Location annotation dataset excerpts

——————

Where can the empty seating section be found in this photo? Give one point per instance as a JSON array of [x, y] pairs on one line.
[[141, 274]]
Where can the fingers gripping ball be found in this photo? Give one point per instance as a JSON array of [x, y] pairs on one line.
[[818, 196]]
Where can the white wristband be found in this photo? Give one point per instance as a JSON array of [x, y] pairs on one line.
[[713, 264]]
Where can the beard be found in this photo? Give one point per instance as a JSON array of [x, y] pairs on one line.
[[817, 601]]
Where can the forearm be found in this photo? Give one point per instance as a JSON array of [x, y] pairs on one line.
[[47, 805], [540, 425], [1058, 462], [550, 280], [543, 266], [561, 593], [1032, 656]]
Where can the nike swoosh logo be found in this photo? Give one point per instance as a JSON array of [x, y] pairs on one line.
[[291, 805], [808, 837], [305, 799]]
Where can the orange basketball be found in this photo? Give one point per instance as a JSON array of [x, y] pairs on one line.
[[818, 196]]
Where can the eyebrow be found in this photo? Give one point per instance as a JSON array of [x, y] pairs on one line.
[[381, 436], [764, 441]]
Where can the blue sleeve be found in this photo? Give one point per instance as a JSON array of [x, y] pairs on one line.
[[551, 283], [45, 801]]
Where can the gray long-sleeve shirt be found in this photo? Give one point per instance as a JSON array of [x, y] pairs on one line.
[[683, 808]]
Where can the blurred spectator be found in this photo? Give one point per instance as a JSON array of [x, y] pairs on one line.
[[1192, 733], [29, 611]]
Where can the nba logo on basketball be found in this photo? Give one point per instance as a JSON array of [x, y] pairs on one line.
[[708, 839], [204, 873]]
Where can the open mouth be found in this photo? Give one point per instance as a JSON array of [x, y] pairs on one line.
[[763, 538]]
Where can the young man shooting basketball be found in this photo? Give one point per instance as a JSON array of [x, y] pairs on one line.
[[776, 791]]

——————

:: Task brief ::
Can you put these lines into a JSON list of strings, with one string per line and any blank lines left out?

:: Task result ::
[
  "Where can the empty seating section be found in this photo? Give one point per instance as a JSON array of [x, y] pairs on one line.",
  "[[141, 274]]",
  "Where can the fingers gripping ball be found in this photo? Give one point per instance as a JSON array of [x, y] pairs on one line.",
  "[[818, 196]]",
  "Where can the white wristband be found in this photo? Give one point per instance as a JSON array of [x, y] pairs on one line.",
  "[[713, 264]]",
  "Where can the beard be found in this photo? Give one point per instance as a JSON array of [x, y] pairs on one line.",
  "[[817, 601]]",
  "Where can the forearm be found in this photo? Give one point per instance as a JSON array of [x, y] pairs on one line.",
  "[[47, 805], [540, 425], [1058, 462], [550, 280], [543, 266], [561, 593], [1032, 656]]",
  "Where can the nike swoosh logo be found in this photo? Give one point per instance as a JSON array of [x, y] pairs on one line.",
  "[[291, 805], [808, 837], [305, 799]]",
  "Where can the orange basketball be found in this photo? Give one point per instance as a JSON array of [x, y] pairs on one line.",
  "[[818, 196]]",
  "Where can the eyebrow be found in this photo? Give one point per instance as a JSON array of [x, y] pairs on one line.",
  "[[381, 436], [764, 441]]",
  "Where can the blue sleeve be found in this photo? Give one point per instance as a JSON array of [x, y] pairs on one line.",
  "[[551, 283], [45, 801]]",
  "Where can the gray long-sleeve shirt be found in this photo? Give one point per instance as a JSON array of [x, y] pairs on one line.",
  "[[683, 808]]",
  "Where can the blurred spectator be found in this photo? Give one point per instance as a JSON array of [x, y] pairs on one line.",
  "[[1192, 733], [29, 611]]",
  "Where can the nba logo on basketball be found in this photo? Give one point per instance as a JSON array of [x, y] pairs on one line.",
  "[[708, 839], [204, 873]]",
  "Where can the open mouth be found in this photo? Give one point per instance as a JSON array of [x, y] pairs on one line.",
  "[[763, 538]]",
  "Where can the young man shooting basketball be found in this photo? Give one point per instance as a JSON array of [x, y] pairs on one line.",
  "[[776, 791]]"
]